What is being asked »
Would you copy out the following entries exactly, without any of the pictures?

[Natural-language object grounding data]
****
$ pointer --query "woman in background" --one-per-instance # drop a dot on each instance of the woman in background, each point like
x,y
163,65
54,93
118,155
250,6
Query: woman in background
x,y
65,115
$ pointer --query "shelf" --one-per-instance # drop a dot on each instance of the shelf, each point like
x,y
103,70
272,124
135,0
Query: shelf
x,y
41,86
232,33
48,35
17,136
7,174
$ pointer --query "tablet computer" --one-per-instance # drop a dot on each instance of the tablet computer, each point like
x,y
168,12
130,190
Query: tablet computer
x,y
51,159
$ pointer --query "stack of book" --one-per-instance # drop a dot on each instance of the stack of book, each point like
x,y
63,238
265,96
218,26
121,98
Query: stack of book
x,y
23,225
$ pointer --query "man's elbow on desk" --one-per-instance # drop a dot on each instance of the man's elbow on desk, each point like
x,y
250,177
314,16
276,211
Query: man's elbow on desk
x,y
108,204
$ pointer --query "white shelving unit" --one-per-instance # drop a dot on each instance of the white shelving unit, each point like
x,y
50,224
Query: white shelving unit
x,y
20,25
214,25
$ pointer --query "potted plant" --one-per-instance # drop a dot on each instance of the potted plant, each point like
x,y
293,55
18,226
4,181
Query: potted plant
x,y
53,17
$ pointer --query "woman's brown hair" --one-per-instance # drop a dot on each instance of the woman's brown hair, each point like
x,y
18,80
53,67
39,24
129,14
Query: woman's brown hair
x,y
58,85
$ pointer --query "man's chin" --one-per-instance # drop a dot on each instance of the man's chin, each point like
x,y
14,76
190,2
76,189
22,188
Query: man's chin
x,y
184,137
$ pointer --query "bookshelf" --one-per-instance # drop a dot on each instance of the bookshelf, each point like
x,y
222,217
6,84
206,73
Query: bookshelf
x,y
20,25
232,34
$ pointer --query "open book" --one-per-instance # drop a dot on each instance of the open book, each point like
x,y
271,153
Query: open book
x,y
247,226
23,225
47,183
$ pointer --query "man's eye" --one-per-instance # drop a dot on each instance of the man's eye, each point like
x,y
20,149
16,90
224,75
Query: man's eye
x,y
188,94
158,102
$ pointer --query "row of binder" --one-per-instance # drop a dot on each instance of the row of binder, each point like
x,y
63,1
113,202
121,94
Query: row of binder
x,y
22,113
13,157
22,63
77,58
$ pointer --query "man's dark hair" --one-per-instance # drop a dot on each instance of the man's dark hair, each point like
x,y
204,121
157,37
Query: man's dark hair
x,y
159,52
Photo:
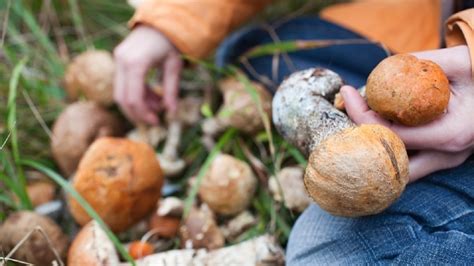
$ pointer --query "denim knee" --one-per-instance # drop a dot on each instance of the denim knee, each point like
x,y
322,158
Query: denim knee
x,y
432,222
****
Result for this exercise »
$ pointer --query "woman in background" --one-per-instance # drop a dot on each instance of the woman in background, each point like
x,y
163,65
54,93
118,155
250,6
Query: woman in background
x,y
65,115
$ pointer --query "shelf" --one-per-instance # drop a dot on each instance of the shelf, each point like
x,y
103,70
272,124
135,0
Query: shelf
x,y
41,86
232,33
48,35
17,136
7,174
$ pointer --query "tablet computer" --one-per-instance # drop a dot on each instance of the tablet computer, each point like
x,y
168,12
130,190
Query: tablet computer
x,y
51,159
$ pointer --query "stack of book" --one-per-instance # drop a dot on each instance of the stack of book, each point like
x,y
63,238
265,96
218,26
121,98
Query: stack of book
x,y
23,225
$ pointer --query "man's elbow on desk" --one-per-instance # drop a dot on each instance of the man's elbow on desk, each point like
x,y
250,177
314,16
276,211
Query: man's elbow on desk
x,y
108,204
$ pointer --query "white shelving unit" --one-per-instance # drop a dot on each instance of the white shelving unit, each point like
x,y
50,224
Query: white shelving unit
x,y
20,25
214,25
$ pointer --query "potted plant" --one-per-instance # drop a dot on each instance of the potted plant, each point like
x,y
293,55
18,226
4,181
Query: potted plant
x,y
53,17
$ pointer --query "woman's brown hair" --one-per-instance # drop a dot on each instance of the woman's brown hair, each point like
x,y
18,80
53,67
39,24
129,14
Query: woman's brown hair
x,y
58,85
$ pointer --query "man's chin" --one-per-instance # drop a dot on each instance of the man's chin, each point like
x,y
14,76
190,2
76,189
22,188
Query: man's chin
x,y
184,137
$ pointer --query "bookshelf" --one-per-instance # drop a dot on each instance of the bookshelf, each point like
x,y
222,217
6,84
206,73
Query: bookshelf
x,y
20,25
232,34
$ pointer --query "open book" --one-per-instance # drop a dot on each instance of the open book, each point like
x,y
271,153
Query: open book
x,y
247,226
23,225
47,183
$ pointer --query "man's eye" --one-per-instance # drop a dot on each instance of the man's eye, each point like
x,y
20,149
16,90
224,75
Query: man's eye
x,y
188,94
158,102
$ pointer --query "row of binder" --one-per-instance # drop a dot on each instance of the row of binder, each point like
x,y
63,1
113,202
121,94
Query: row of binder
x,y
22,113
13,157
22,63
77,58
$ pointer --query "man's dark hair" --one-per-instance # drop a dot on each instance of the man's dark hair, each point like
x,y
204,121
157,37
Query: man's dark hair
x,y
159,52
Photo:
$ pointer --query "denim knee" --one-per-instance # drop a dot on each instance of the denim knee, each point like
x,y
322,158
Query: denim knee
x,y
432,222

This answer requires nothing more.